(Data extracted from a collection)

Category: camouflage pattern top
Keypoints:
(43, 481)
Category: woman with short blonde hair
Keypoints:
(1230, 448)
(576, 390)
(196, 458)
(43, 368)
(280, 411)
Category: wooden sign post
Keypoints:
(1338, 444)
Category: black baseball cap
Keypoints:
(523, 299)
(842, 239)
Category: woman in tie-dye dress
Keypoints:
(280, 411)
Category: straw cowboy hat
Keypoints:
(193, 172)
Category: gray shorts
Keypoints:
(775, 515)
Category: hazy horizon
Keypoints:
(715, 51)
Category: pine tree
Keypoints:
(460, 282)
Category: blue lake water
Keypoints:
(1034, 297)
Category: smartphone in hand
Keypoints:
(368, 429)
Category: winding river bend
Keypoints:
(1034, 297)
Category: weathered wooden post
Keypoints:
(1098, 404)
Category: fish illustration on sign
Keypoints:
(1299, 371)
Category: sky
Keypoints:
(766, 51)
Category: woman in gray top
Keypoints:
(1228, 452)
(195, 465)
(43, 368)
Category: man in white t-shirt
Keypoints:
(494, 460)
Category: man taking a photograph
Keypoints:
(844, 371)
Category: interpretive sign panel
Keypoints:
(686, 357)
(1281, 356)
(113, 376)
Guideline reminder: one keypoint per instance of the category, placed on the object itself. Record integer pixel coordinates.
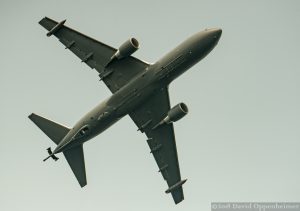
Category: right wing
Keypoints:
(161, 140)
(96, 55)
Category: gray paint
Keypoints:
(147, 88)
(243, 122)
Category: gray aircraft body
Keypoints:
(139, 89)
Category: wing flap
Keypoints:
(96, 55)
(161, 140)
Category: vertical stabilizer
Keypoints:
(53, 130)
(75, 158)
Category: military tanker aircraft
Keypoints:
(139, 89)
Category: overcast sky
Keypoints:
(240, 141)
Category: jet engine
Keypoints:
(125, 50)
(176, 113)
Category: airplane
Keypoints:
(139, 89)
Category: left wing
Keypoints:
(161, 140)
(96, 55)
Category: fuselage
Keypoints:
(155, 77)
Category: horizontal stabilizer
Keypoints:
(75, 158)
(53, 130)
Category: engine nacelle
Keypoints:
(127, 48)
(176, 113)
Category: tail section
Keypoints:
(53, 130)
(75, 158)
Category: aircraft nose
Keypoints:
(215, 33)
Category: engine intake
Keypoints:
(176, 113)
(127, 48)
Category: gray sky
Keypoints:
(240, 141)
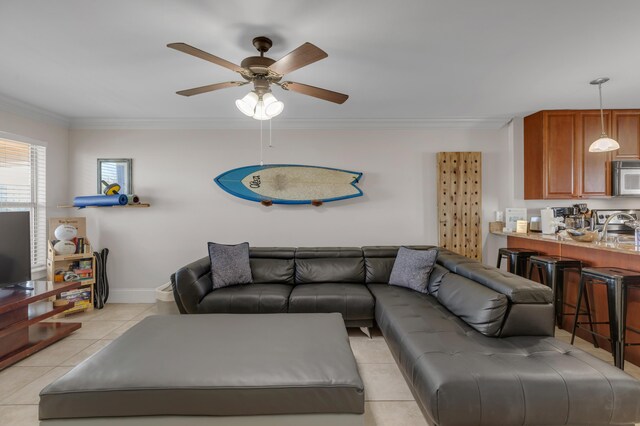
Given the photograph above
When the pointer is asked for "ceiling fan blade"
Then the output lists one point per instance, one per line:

* * *

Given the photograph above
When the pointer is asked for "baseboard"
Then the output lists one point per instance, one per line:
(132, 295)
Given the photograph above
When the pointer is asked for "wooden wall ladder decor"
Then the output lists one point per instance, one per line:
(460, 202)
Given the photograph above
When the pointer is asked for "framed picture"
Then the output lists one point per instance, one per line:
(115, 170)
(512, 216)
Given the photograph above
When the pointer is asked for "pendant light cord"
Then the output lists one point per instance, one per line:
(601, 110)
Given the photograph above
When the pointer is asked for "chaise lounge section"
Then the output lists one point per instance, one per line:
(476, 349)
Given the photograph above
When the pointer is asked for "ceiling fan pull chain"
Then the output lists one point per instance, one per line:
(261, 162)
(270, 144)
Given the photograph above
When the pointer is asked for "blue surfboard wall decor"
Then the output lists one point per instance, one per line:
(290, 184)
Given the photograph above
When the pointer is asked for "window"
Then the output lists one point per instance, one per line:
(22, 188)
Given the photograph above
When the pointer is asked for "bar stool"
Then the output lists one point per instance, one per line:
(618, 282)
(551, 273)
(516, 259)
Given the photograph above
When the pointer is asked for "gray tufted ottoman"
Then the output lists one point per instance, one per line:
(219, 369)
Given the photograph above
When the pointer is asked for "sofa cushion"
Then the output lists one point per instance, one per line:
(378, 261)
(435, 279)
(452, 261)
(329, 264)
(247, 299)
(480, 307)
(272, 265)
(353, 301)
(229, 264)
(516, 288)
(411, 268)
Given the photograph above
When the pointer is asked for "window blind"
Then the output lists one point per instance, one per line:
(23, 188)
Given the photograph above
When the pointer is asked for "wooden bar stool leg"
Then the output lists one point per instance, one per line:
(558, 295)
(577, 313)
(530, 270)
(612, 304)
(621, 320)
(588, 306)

◆ Task ◆
Write out, from the lines above, only those from the line with "Category: camouflage pattern top" to the line with "Category: man taking a photograph", exactly as given, including the first and the last.

◆ Reply to the task ◆
Category: camouflage pattern top
Keypoints:
(43, 481)
Category: woman with short blonde hair
Keypoints:
(1230, 448)
(576, 390)
(196, 458)
(43, 368)
(280, 411)
Category: wooden sign post
Keypoints:
(1338, 444)
Category: black baseball cap
Keypoints:
(523, 299)
(842, 239)
Category: woman in tie-dye dress
Keypoints:
(280, 411)
Category: straw cowboy hat
Keypoints:
(193, 172)
Category: gray shorts
Keypoints:
(775, 515)
Category: hazy horizon
Keypoints:
(715, 51)
Category: pine tree
Keypoints:
(460, 282)
Category: blue lake water
Keypoints:
(1034, 297)
Category: smartphone in hand
Keypoints:
(368, 429)
Category: winding river bend
Keypoints:
(1034, 297)
Category: weathered wooden post
Keypoints:
(1098, 404)
Category: fish illustration on sign
Keypoints:
(1299, 371)
Category: sky
Keypoints:
(766, 51)
Category: woman in gray top
Keypoints:
(1228, 452)
(195, 465)
(43, 368)
Category: man in white t-shirt
Keypoints:
(494, 460)
Category: man taking a photograph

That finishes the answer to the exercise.